## [TASK PROMPT]
Each entry should be repeated exactly. Its pictures should not be.

[Records contained in a dataset]
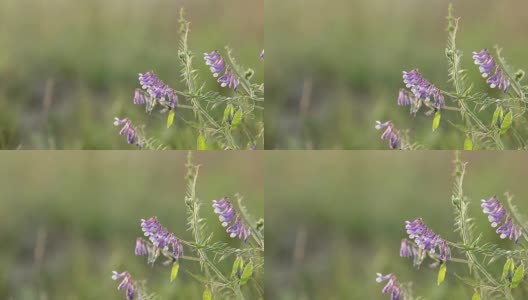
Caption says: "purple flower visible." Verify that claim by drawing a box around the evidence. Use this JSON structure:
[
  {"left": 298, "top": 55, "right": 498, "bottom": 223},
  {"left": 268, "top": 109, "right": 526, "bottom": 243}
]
[
  {"left": 402, "top": 69, "right": 444, "bottom": 109},
  {"left": 135, "top": 238, "right": 148, "bottom": 256},
  {"left": 133, "top": 89, "right": 145, "bottom": 105},
  {"left": 112, "top": 271, "right": 138, "bottom": 300},
  {"left": 496, "top": 217, "right": 522, "bottom": 243},
  {"left": 405, "top": 218, "right": 450, "bottom": 262},
  {"left": 473, "top": 49, "right": 496, "bottom": 78},
  {"left": 397, "top": 88, "right": 411, "bottom": 106},
  {"left": 114, "top": 117, "right": 139, "bottom": 145},
  {"left": 376, "top": 273, "right": 402, "bottom": 300},
  {"left": 481, "top": 195, "right": 506, "bottom": 227},
  {"left": 375, "top": 121, "right": 400, "bottom": 149},
  {"left": 487, "top": 68, "right": 510, "bottom": 93},
  {"left": 212, "top": 197, "right": 251, "bottom": 242},
  {"left": 140, "top": 217, "right": 183, "bottom": 259},
  {"left": 204, "top": 50, "right": 225, "bottom": 77},
  {"left": 473, "top": 49, "right": 510, "bottom": 93},
  {"left": 139, "top": 71, "right": 169, "bottom": 98},
  {"left": 204, "top": 50, "right": 240, "bottom": 91},
  {"left": 399, "top": 239, "right": 413, "bottom": 257},
  {"left": 260, "top": 49, "right": 264, "bottom": 61}
]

## [SOLUTION TO THE PROBLEM]
Caption says: "purple flower visible." Verify that claim by drawing a box around the evidence. Use this JSON structure:
[
  {"left": 298, "top": 55, "right": 498, "bottom": 223},
  {"left": 268, "top": 109, "right": 526, "bottom": 243}
]
[
  {"left": 402, "top": 69, "right": 444, "bottom": 109},
  {"left": 135, "top": 238, "right": 148, "bottom": 256},
  {"left": 133, "top": 89, "right": 145, "bottom": 105},
  {"left": 112, "top": 271, "right": 138, "bottom": 300},
  {"left": 496, "top": 217, "right": 522, "bottom": 243},
  {"left": 405, "top": 218, "right": 450, "bottom": 262},
  {"left": 473, "top": 49, "right": 496, "bottom": 78},
  {"left": 397, "top": 88, "right": 411, "bottom": 106},
  {"left": 114, "top": 117, "right": 139, "bottom": 145},
  {"left": 376, "top": 273, "right": 402, "bottom": 300},
  {"left": 481, "top": 195, "right": 506, "bottom": 227},
  {"left": 375, "top": 121, "right": 400, "bottom": 149},
  {"left": 487, "top": 68, "right": 510, "bottom": 93},
  {"left": 212, "top": 197, "right": 251, "bottom": 242},
  {"left": 140, "top": 217, "right": 183, "bottom": 259},
  {"left": 204, "top": 50, "right": 225, "bottom": 77},
  {"left": 473, "top": 49, "right": 510, "bottom": 93},
  {"left": 139, "top": 71, "right": 169, "bottom": 98},
  {"left": 204, "top": 50, "right": 240, "bottom": 91},
  {"left": 399, "top": 239, "right": 413, "bottom": 257},
  {"left": 260, "top": 49, "right": 264, "bottom": 61}
]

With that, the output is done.